■ Set task A
Repeat everything in the course description from "Through the lense" down to "us, the spectators.".
■ Set task B
Summarize the course description in two sentences.
■ Set task C
According to the course description, which film theorist pioneered the application of semiology to film?
++++ Page text ++++
Psychology of Spectatorship - Psychoanalytic Approach to Media Analysis 2500-EN_F_35
Watching a movie is a viscerally appealing experience – not only on a
sensory and perceptual level* but also on a higher stage of cognitive
processing, which involves understanding of audio-visual communication,
semantic interpretation of content, reasoning and making inferences. We
are responsive to a movie not only in a cognitive way but also on an
emotional level – audience experience a heightened states of arousal
while viewing an audio-visual creation or performance, as well as easily
integrate / identify with characters and images perceivable through
screen or stage. That makes film a substantially suggestive medium. The
impact of audio-visual messages communicated to us via varied media
platforms (radio or television broadcast, cinema industry, digital
visualizations, internet, social and interactive applications) shapes our
attitudes, emotional responses, interpretations as well as decision
making.
However, these influential contents are often based on the
classical threads that we know already since our childhood, and which
have been aptly defined by the psychoanalytic theorists. Stories, that we
watch and follow, refer often to our previous experiences activating
memories, primal fears, unconscious issues and unexpressed desires.
Through the lense of those activated psychological constructs are the
media messages received and further interpreted. The course Psychology
of Spectatorship - Psychoanalytic Approach to Media Analysis aims in
highlighting the psychoanalytic theories, notions and techniques that can
help us analyze how the surrounding media are being shaped and how do
they shape us, the spectators.
Film and psychoanalysis have always been considered as siblings – the
birth and development of early cinema coincided with a renaissance in
psychoanalytic theory. The primary source and inspiration for many
prominent film theorists (for example Christian Metz, who pioneered the
application of semiology to film) was Jacques Lacan and, to a further
extent, Sigmund Freud and Carl Jung. Psychoanalitical school has provided
a very useful toolset for discussing the relationship between cinema and
the spectatorship. The analogy between these two domains has been
primarily built up through the metaphor of dream work** , in which
stories told via images constitute a “royal road to the unconscious” (S.
Freud): "Psychoanalytic film theory emphasizes the notion of production
in its description, considering the viewer as a kind of desiring producer of
the cinematic fiction. According to this idea, then, when we watch a film it
is as if we were somehow dreaming it as well; our unconscious desires
work in tandem with those that generated the film-dream.” (Robert
Clyde Allen, 1992)
++++ Collected data ++++
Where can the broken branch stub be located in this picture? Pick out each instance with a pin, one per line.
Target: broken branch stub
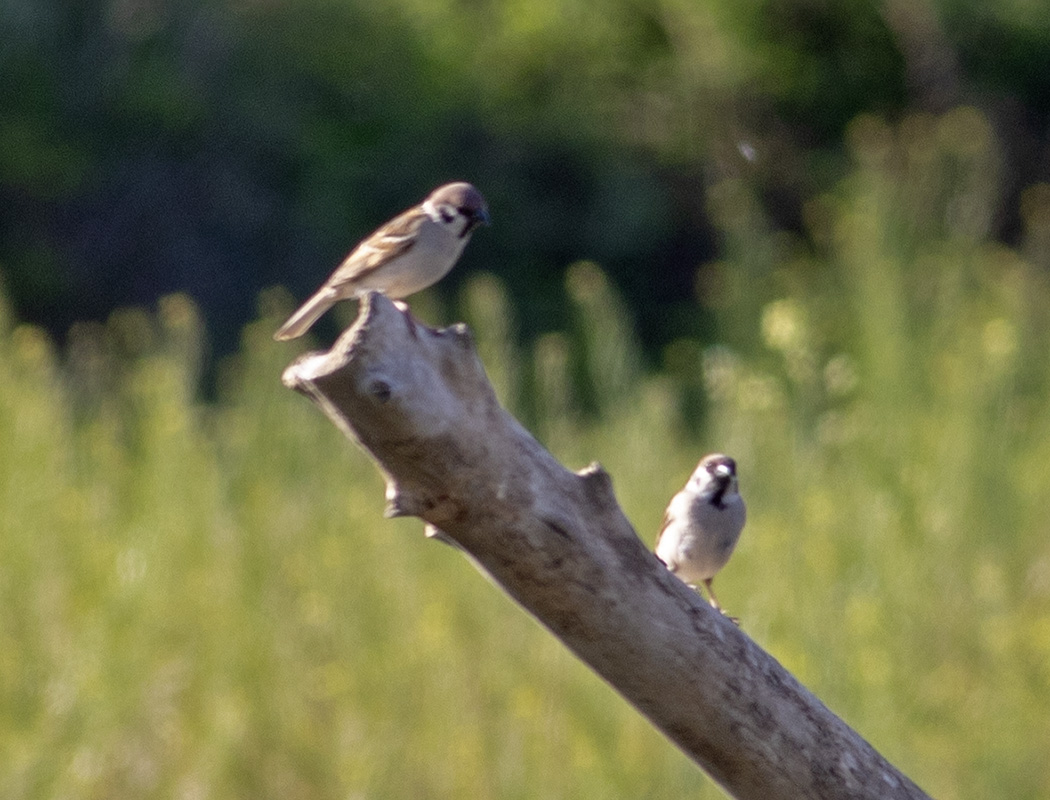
++++
■ Reply A
Through the lense of those activated psychological constructs are the
media messages received and further interpreted. The course Psychology
of Spectatorship - Psychoanalytic Approach to Media Analysis aims in
highlighting the psychoanalytic theories, notions and techniques that can
help us analyze how the surrounding media are being shaped and how do
they shape us, the spectators.

■ Reply B
Watching a film engages viewers both cognitively and emotionally, which makes film a suggestive medium whose audio-visual messages shape attitudes, emotional responses, interpretations and decision making. The course Psychology of Spectatorship applies psychoanalytic theories, notions and techniques, long linked to film theory through the metaphor of dream work, to analyze how media are shaped and how they shape spectators.

■ Reply C
Christian Metz.